BEGIN GIVEN TEXT

Mr. Bernstein has been actively involved in a number of pro bono activities. He is a member of the Board of Directors and Executive Committees of several non-profit organizations, including Human Rights First (formerly the Lawyers Committee for Human Rights), WNYC Radio (New York’s public radio stations), The Fresh Air Fund, The Partnership for Public Service, City Year New York and NYC & Company. He is a member of the Council on Foreign Relations. Mr. Bernstein also served as a member of the Transition Team of Mayor Michael Bloomberg.
In 2002, Mr. Bernstein was appointed by President Bush to serve as a Council Member of the U.S. Holocaust Memorial Museum in Washington, D.C., where he now serves as a member of the Executive Committee and as Chair of the Committee on Conscience.
Thelma Golden :
Thelma Golden is the Director and Chief Curator at The Studio Museum in Harlem. Since her start at the museum in January 2000 as Deputy Director and Chief Curator, she has organized a number of exhibitions, including Chris Ofii: Afro Muses 1995-2005, harlemworld: Metropolis as Metaphor, Black Romantic, Yinka Shonibare: Red, Black, and Green, Freestyle, Material and Matter, Glenn Ligon: Stranger, Martin Puryear: The Cane Project, and Isaac Julien: Vagabondia.
Before her appointment, she was the Special Projects Curator for Peter and Eileen Norton, contemporary art collectors and philanthropists based in Los Angeles, California. Prior to working with the Nortons, Golden was a curator at the Whitney Museum of American Art in New York City. At the Whitney, she was Curator from 1996 — 1998, Associate Curator and Director of Branch Museums from 1993 — 1996, and from 1991— 1993 she was Director and Exhibition Coordinator at the Whitney Museum at Phillip Morris. She began her career at the Whitney in 1988 as a Curatorial Assistant. Thelma Golden received a B.A. in art history and African American Studies from Smith College, Northampton, MA.
At the Whitney Museum, Ms. Golden organized many exhibitions including the 1993 Biennial Exhibition (directed by Elisabeth Sussman); Black Male: Representations of Masculinity in Contemporary Art (1994-1995); Bob Thompson: A Retrospective (1998); Heart, Mind, Body, Soul: New Work from the Collection (1998); and Hindsight: Recent Work from the Permanent Collection (1999).

END GIVEN TEXT
BEGIN STORED DATA

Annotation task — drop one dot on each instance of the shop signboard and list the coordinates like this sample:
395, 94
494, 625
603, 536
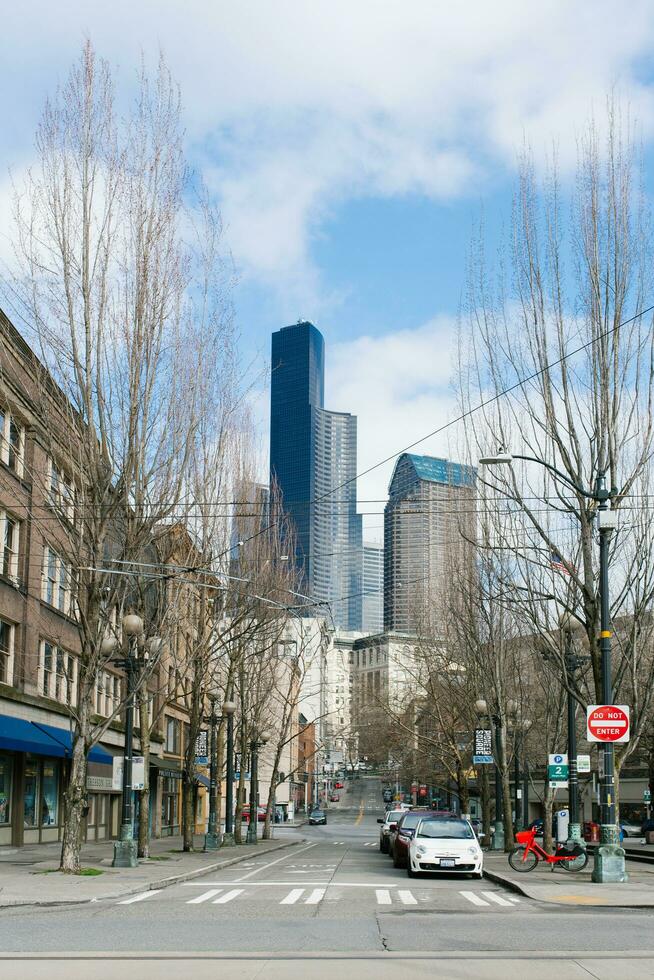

END STORED DATA

TASKS FOR THIS EXERCISE:
(a) Decide whether each statement agrees with the biographical profiles, answering yes or no and quoting the words from the profiles that settle it: (i) Thelma Golden began her career at the Whitney in 1988 as a Curatorial Assistant; (ii) Mr. Bernstein was appointed to the U.S. Holocaust Memorial Museum by President Clinton; (iii) Thelma Golden joined The Studio Museum in Harlem in January 2000 as its Director.
(b) Write a continuation of the biographical profiles, starting right after their final sentence.

OUTPUTS IN ORDER:
(a)
(i) Yes: "She began her career at the Whitney in 1988 as a Curatorial Assistant."
(ii) No: "In 2002, Mr. Bernstein was appointed by President Bush to serve as a Council Member of the U.S. Holocaust Memorial Museum"
(iii) No: "Since her start at the museum in January 2000 as Deputy Director and Chief Curator"

(b)
At the Whitney @ Philip Morris, she conceived and organized a site-specific commissioning program and organized 18 projects with artists, including Alison Saar, Glenn Ligon, Gary Simmons, Romare Bearden, Matthew McCaslin, Suzanne McClelland, Y. David Chung, Lorna Simpson, Jacob Lawrence and Leone & MacDonald.
In addition to her curatorial work, Thelma Golden teaches, lectures, and writes about contemporary art, cultural issues, and the curatorial practice nationally and internationally. She has been a visiting professor at the School of the Arts at Columbia University, and a visiting lecturer at Yale University and Cornell University. She is a member of the Graduate Committee of the Center for Curatorial Studies at Bard College.
Ms. Golden has been a guest lecturer, curator and essayist for projects at numerous institutions including the Guggenheim Museum, The Museum of Modern Art, The ICA / Philadelphia, Harvard University, The ICA / London, The Power Plant, Toronto, the Addison Gallery of American Art, San Francisco Museum of Modern Art, The Museum of Contemporary Art, Chicago, The Royal College of Art, London and the Miami Art Museum. She has also served on funding and selection panels for the Pew Charitable trust, The Rockefeller Foundation, The Federal Advisory Committee on International Exhibitions, The Alpert Foundation and the National Endowment for the Arts among others.
Ms. Golden has contributed essays to publications about Lorna Simpson, Carrie Mae Weems, Bill T. Jones, Kara Walker, and Glenn Ligon. She has been a story consultant for Egg: The Arts Show, a production of WNET/Channel 13. Thelma Golden is a member of the Institute for the Humanities (New York University), and she serves on the boards of Creative Time, Inc., the Visiting Committee of the Smith College Museum of Art in Northampton, MA and the Brooklyn Academy of Music Local Development Corporation.
Hans Haacke :
For more than thirty-five years, Haacke has been looking at the relationship between art, power and money, and has addressed issues of free expression and civic responsibilities in a democratic society. His early work dealt with physical and organic processes, such as condensation. In 1969, he conducted his first gallery visitors’ poll. Increasingly he focused on the socio-political context in which art is exhibited and traded. A one-person exhibition, scheduled at the Guggenheim Museum in 1971, was cancelled by the museum because of a visitors’ poll and two works analyzing New York real estate empires. Haacke’s projects have resulted in debates and are considered part of his artistic work. Haacke’s current exhibition at the Paula Cooper Gallery, “State of the Union,” reflecting on the aftermath of September 11.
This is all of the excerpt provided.